• Kaynak metin:
Serin bir Ekim akşamı, Annandale’e, Mu Meson arşivlerine doğru yola çıkıyoruz. Buraya ikinci gelişimiz, o yüzden yolu bulmakta zorlanmıyoruz.* Mu Meson, Jay Katz ve Miss Death adlarıyla tanınan bir çiftin işlettiği bir sinema kulübü. Sidney’in güzide underground mekanlarından biri. Bizim gibi Öteki Sinema/Kültür sevenler için haftanın her günü bir etkinlikleri var. Film gösterimleri dışında Annandale’in yerel barlarından birinde her çarşamba günü “Texas Chaninsaw Trivia” adı altında bir bilgi yarışması düzenliyorlar, bazı temalı partiler veriyorlar,** ayrıca isteyenler Miss Death’in örgü kulübüne katılıp, ‘iç organları fırlamış fare’ gibi desenler yapmayı öğrenebiliyor.
Bu akşamın programı “Australia’s NASTIEST Short Film FESTERval” (Avustralya’nın en NAHOŞ Kısa Film FestİLTİHABI?!!) olarak bilinen ve kısa korku, bilim kurgu, bad taste (kötü zevk) vs filmlere yer veren gezici festival Trasharama A-Go-Go’nun Dick Dale retrospektifi bölümüne iştirak etmek. Dick Dale, Güney Avustralya eyaletinin başkenti Adelaide’deki punk camiasının tanınmış simalarından ve son 13 senedir Trasharama A-Go-Go festivalinin organizatörlüğünü üstleniyor. Kendisi de ilk filmini 1993’te yerel punk gruplarından arkadaşlarıyla birlikte yapmış ve o günden bu yana trash, lo-fi, punk estetikli filmler yapmaya devam ediyor.

Konum etiketleme satırları:
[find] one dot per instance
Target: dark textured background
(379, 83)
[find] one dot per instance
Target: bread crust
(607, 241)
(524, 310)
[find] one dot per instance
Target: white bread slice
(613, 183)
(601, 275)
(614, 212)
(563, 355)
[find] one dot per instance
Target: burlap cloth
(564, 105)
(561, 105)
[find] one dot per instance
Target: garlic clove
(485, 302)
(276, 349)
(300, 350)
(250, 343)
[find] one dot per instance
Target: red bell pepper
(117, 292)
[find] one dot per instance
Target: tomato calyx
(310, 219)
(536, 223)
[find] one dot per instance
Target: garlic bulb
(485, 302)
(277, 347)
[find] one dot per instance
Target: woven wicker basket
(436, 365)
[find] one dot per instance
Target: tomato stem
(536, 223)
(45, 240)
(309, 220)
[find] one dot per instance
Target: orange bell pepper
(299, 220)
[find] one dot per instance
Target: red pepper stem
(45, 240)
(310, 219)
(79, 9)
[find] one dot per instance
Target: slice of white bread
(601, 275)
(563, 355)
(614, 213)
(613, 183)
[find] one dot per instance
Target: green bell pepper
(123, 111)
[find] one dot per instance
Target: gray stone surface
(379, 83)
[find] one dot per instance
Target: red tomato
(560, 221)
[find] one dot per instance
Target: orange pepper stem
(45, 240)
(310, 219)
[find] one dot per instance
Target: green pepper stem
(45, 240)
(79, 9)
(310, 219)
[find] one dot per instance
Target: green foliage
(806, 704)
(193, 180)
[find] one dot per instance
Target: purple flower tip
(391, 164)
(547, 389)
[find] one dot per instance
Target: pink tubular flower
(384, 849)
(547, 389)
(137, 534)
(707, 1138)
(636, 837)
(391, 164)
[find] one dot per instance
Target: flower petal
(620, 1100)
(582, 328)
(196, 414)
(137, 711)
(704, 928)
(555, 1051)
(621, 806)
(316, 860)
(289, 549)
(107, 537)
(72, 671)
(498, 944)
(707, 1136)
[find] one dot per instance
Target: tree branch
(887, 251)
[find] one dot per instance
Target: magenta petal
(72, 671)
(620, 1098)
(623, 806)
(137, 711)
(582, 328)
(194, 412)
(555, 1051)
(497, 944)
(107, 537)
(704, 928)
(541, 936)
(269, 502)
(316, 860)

• Yapılacak işler:
1. Satırlardan kaçının "stem" dizesini içerdiğini hesaplayın; büyük-küçük harf ayrımı dikkate alınır. Yalnızca sayıyı yazın.
2. Lütfen Mu Meson sinema kulübünü anlatan metni son cümlesinden sonrasıyla devam ettirin.

• Sonuçlar:
1. 4

2.
Mu Meson Arşivlerinin merdivenlerini tırmanıyoruz ağır ağır. Jay Katz ve Dick Dale kapının önünde muhabbet ediyorlar. Bizi görünce “merhaba” diyorlar ve Jay Katz bizi içeri alıyor. İlk gelenler biziz. Bu eski depodan bozma, içi eski film kutuları, totemler, heykeller, eski sirk afişleri ve envai çeşit tuhaflıkla dolu küçük sinema salonunda, bulduğumuz en rahat kanepeye yerleşiyoruz ve perdedeki Emergency Broadcast Network imzalı video işlerini izlemeye koyuluyoruz.
Yavaş yavaş başka insanlar da gelmeye başlıyor. Toplam 18-20 kişiyi buluyoruz ve nihayet Dick ve Jay akşamın programını sunmaya başlıyorlar: Dünyanın ilk Dick Dale Retrospektifi!
Ilk olarak yapımı halen süren Australian Trash adlı Daniel Knight imzalı belgeselden bir bölüm izliyoruz (bu da filmin dünya prömiyeri oluyor). Belgesel Trasharama A-Go-Go festivaline ve Dick Dale’in filmlerine odaklanıyor. Dick Dale’in çevresindeki Jerome Cocksmith (yönetmen), Barry Cree (aktör) ve Mike Nichols (makyaj ve efekt uzmanı) gibi kimi diğer sinemacılarla ve başka marjinal tiplerle röportajlara yer veriliyor. Mark Hartley’in Avustralya’nın istismar filmleri hakkındaki belgeseli Not Quite Hollywood: The Wild, Untold Story of Ozploitation’ın geçen sene aldığı iyi eleştirileri göz önünde bulundurursak Australian Trash belgeselinin zamanlamasının yerinde olduğunu söylemek mümkün.
Australian Trash’ten sonra Dick, kendi filmlerini göstermeye başlıyor. Bunların ilki 1996 tarihli Space Yobbyssey. Oyuncak figürlerin oynatılması ve seslendirilmesiyle çekilmiş olan film, Dünya’dan Mars’a giden bir Avustralyalı çiftin, barbekü ve seks gibi aktivitelerle bir Marslı’yı çileden çıkarması ve akabinde Marslı’nın gazabına uğramasını anlatıyor. Bütçesiz olarak çekilen bu filmin ilhamı, Thunderbirds’den gelmiş.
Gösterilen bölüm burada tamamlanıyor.